Extracted material:
※ ※ ※
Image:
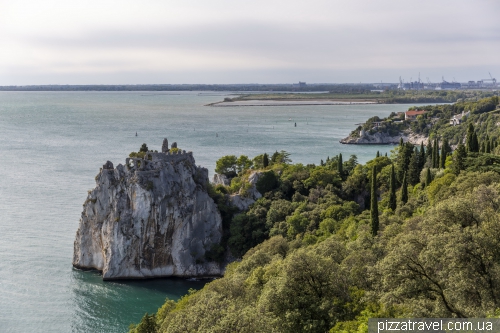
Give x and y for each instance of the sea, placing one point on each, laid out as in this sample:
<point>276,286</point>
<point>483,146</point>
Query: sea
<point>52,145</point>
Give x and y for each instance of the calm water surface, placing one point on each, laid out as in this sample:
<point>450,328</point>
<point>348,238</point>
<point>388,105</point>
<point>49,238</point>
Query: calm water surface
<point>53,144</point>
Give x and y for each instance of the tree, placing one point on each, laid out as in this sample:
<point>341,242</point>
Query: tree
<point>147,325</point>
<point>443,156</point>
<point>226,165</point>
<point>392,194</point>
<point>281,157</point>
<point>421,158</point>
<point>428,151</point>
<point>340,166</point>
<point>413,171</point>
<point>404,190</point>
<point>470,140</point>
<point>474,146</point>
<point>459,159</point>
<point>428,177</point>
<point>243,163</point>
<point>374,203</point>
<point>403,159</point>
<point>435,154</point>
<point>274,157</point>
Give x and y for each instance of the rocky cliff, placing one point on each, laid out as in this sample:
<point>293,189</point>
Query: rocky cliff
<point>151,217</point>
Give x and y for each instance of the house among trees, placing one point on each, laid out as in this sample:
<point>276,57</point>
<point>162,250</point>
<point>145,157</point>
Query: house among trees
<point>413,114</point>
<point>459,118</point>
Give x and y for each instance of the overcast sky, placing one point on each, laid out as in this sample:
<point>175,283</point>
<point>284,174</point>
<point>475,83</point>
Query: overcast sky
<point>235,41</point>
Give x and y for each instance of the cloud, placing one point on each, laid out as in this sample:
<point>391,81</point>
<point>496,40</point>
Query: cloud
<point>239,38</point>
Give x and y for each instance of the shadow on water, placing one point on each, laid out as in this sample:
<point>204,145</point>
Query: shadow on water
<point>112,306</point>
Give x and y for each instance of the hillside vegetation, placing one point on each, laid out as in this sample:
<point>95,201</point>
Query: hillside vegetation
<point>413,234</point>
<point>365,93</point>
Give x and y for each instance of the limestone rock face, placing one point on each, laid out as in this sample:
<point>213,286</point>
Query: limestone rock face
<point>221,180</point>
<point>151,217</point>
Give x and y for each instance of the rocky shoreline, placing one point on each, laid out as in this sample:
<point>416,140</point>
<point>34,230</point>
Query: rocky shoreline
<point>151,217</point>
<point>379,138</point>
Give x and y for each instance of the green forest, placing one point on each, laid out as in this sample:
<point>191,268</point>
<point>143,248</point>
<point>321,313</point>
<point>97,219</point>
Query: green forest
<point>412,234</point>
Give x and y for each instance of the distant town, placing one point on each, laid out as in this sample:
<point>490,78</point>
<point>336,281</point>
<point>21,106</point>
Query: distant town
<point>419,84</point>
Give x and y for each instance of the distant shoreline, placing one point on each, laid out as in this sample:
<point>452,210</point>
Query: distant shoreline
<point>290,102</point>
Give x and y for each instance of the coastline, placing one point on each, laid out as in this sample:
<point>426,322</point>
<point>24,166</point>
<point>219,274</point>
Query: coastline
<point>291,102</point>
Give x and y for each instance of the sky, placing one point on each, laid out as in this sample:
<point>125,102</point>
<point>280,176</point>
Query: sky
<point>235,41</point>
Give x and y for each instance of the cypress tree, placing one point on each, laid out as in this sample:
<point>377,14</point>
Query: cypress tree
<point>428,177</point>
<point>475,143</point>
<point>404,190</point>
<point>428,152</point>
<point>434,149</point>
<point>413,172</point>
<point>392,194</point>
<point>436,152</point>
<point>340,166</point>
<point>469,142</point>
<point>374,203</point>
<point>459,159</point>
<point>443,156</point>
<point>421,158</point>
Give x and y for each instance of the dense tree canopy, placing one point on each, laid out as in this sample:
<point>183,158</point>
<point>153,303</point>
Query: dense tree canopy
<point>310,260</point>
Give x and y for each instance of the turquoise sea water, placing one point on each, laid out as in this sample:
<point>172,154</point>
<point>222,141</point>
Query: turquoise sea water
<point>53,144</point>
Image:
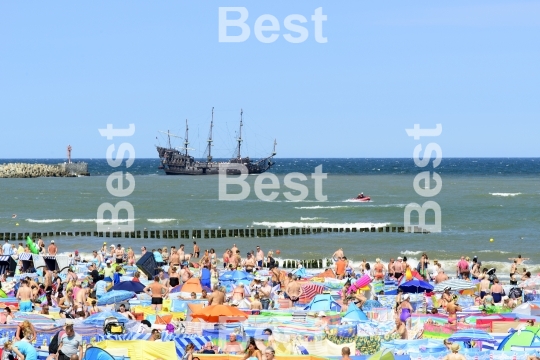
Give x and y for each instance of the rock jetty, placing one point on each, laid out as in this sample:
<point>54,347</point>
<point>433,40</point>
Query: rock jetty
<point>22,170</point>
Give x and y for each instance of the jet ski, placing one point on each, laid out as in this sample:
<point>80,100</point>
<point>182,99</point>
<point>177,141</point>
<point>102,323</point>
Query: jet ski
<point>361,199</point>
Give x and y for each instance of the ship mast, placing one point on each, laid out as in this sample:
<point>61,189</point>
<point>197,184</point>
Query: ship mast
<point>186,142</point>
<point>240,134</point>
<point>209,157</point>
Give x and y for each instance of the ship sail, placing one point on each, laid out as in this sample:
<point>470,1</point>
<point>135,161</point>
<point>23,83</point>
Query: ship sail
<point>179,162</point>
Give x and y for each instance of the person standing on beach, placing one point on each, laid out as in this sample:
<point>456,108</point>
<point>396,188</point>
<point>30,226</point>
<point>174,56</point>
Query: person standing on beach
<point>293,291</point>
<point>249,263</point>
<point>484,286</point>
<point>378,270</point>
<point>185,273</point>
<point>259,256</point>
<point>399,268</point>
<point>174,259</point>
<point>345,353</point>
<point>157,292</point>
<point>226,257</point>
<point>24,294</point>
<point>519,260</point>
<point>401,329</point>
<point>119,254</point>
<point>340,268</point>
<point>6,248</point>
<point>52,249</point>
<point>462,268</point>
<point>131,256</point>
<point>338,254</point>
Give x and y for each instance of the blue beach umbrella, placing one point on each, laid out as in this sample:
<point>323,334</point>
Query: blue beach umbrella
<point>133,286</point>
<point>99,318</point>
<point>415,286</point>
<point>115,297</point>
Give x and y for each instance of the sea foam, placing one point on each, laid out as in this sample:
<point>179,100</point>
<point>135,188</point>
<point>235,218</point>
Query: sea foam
※ ※ ※
Stated exercise:
Copy all the entries above word for word, leaving out the pictures.

Solution:
Image:
Give x and y for each instance of the sea, placing one point on each, laid out as in this sample:
<point>276,286</point>
<point>483,146</point>
Query: sea
<point>52,145</point>
Give x and y for each instance of the calm water surface, placing one point on each, laid out as in this sample:
<point>450,328</point>
<point>348,238</point>
<point>388,105</point>
<point>49,238</point>
Query: calm water surface
<point>53,144</point>
Give x and y for each instance of the tree, placing one point on each, laid out as in this sample:
<point>341,242</point>
Query: tree
<point>147,325</point>
<point>443,156</point>
<point>226,165</point>
<point>392,194</point>
<point>281,157</point>
<point>421,158</point>
<point>428,151</point>
<point>340,166</point>
<point>413,171</point>
<point>404,190</point>
<point>470,140</point>
<point>474,146</point>
<point>459,159</point>
<point>428,177</point>
<point>243,163</point>
<point>374,203</point>
<point>403,159</point>
<point>435,154</point>
<point>274,157</point>
Give x and y for each instance of the rocky cliff, placing one point on each, laid out as in this sample:
<point>293,189</point>
Query: rocky cliff
<point>151,217</point>
Give x and y for each instance of the house among trees, placing one point on each, laid out as in this sample:
<point>276,57</point>
<point>162,250</point>
<point>145,157</point>
Query: house among trees
<point>413,114</point>
<point>459,118</point>
Give x and y for each instance of the overcast sky, placing one point on each, laid out as in this sample:
<point>175,283</point>
<point>284,174</point>
<point>475,83</point>
Query: overcast sky
<point>235,41</point>
Give x and y for each instance of the cloud, placing one point on each, laid out as in this sample:
<point>391,81</point>
<point>496,40</point>
Query: cloud
<point>239,38</point>
Give x and y for each instance of the shadow on water, placing one point on each, laid out as in this sample:
<point>204,145</point>
Query: shadow on water
<point>112,306</point>
Give x and y for each instance of the hillside vegetation, placing one point on each, laid out as in this sample:
<point>95,201</point>
Query: hillside vegetation
<point>413,234</point>
<point>365,93</point>
Give x and y for each instance of the limestone rock face, placing one point on each, laid out as in this sample:
<point>213,286</point>
Query: limestone rock face
<point>221,180</point>
<point>151,217</point>
Give x and y for each instance of the rocky shoreline, placing one point on each, laid out as in this sample:
<point>416,140</point>
<point>34,230</point>
Query: rocky shoreline
<point>151,217</point>
<point>379,138</point>
Give x and y for each instance of the green forest, placing one point on each, laid out as in this sample:
<point>191,268</point>
<point>143,248</point>
<point>321,313</point>
<point>97,219</point>
Query: green forest
<point>412,234</point>
Give x and y for each instance of the distant town, placing one point on each, laid out as in this sample:
<point>490,78</point>
<point>336,281</point>
<point>21,106</point>
Query: distant town
<point>419,84</point>
Give x and y for each instance of the distant shoreline, placing one point on each, laid out as in this sample:
<point>452,210</point>
Query: distant shoreline
<point>290,102</point>
Give x and y for each instance of the coastline, placing one point on each, laid out as in this sample:
<point>426,322</point>
<point>24,166</point>
<point>219,274</point>
Query: coastline
<point>291,102</point>
Give x and y for each instance of the sky, placing one point on each, laid out as in this sample:
<point>125,102</point>
<point>280,176</point>
Query: sky
<point>235,41</point>
Give x and y for each instance of the cypress tree, placing one point on each, laid out as in this sample:
<point>377,14</point>
Query: cypress tree
<point>428,177</point>
<point>475,143</point>
<point>404,190</point>
<point>428,152</point>
<point>434,149</point>
<point>413,172</point>
<point>392,194</point>
<point>436,152</point>
<point>340,166</point>
<point>469,142</point>
<point>374,203</point>
<point>459,159</point>
<point>443,156</point>
<point>421,158</point>
Give x and y for each instance of the dense tree canopy, placing one point on each, laid out as in this sample:
<point>183,158</point>
<point>153,303</point>
Query: dense tree canopy
<point>310,260</point>
Give x and y for each instance of the turquoise sea water, placing one point on each, laid out as in this sample:
<point>172,154</point>
<point>222,141</point>
Query: turquoise sea water
<point>53,144</point>
Image:
Give x and y for each instance of the rock jetty, placing one point on each, laid out as in this sample:
<point>54,347</point>
<point>433,40</point>
Query: rock jetty
<point>22,170</point>
Give x and y for each instance of the jet ski, placing one point on each, laid out as in this sample:
<point>80,100</point>
<point>182,99</point>
<point>177,141</point>
<point>102,323</point>
Query: jet ski
<point>361,199</point>
Give x and y for each instance of the ship mast, placing one point on each, laid out as in this sample:
<point>61,189</point>
<point>197,184</point>
Query: ship mast
<point>186,142</point>
<point>240,134</point>
<point>209,157</point>
Give x and y for each instance of the ship sail, placing one point on each, laid out as in this sample:
<point>470,1</point>
<point>135,161</point>
<point>23,83</point>
Query: ship sail
<point>179,162</point>
Give x and y for each instance of the person standing on beach, placing one point on each, laid out as in this sample:
<point>456,108</point>
<point>396,188</point>
<point>30,226</point>
<point>174,56</point>
Query: person standing on beach
<point>293,291</point>
<point>249,263</point>
<point>484,286</point>
<point>378,270</point>
<point>185,273</point>
<point>259,256</point>
<point>399,268</point>
<point>174,259</point>
<point>345,353</point>
<point>157,292</point>
<point>226,257</point>
<point>24,294</point>
<point>519,260</point>
<point>401,329</point>
<point>119,254</point>
<point>340,268</point>
<point>6,248</point>
<point>52,249</point>
<point>462,268</point>
<point>131,256</point>
<point>338,254</point>
Give x and y for each instance of the blue beach umbrella, placing one point on each, laid out as in this sample:
<point>323,334</point>
Query: blue beach umbrella
<point>133,286</point>
<point>99,318</point>
<point>415,286</point>
<point>115,297</point>
Give x and y for each instance of the sea foam, placing one point on each, laid out as in this sample:
<point>179,100</point>
<point>135,188</point>
<point>235,218</point>
Query: sea foam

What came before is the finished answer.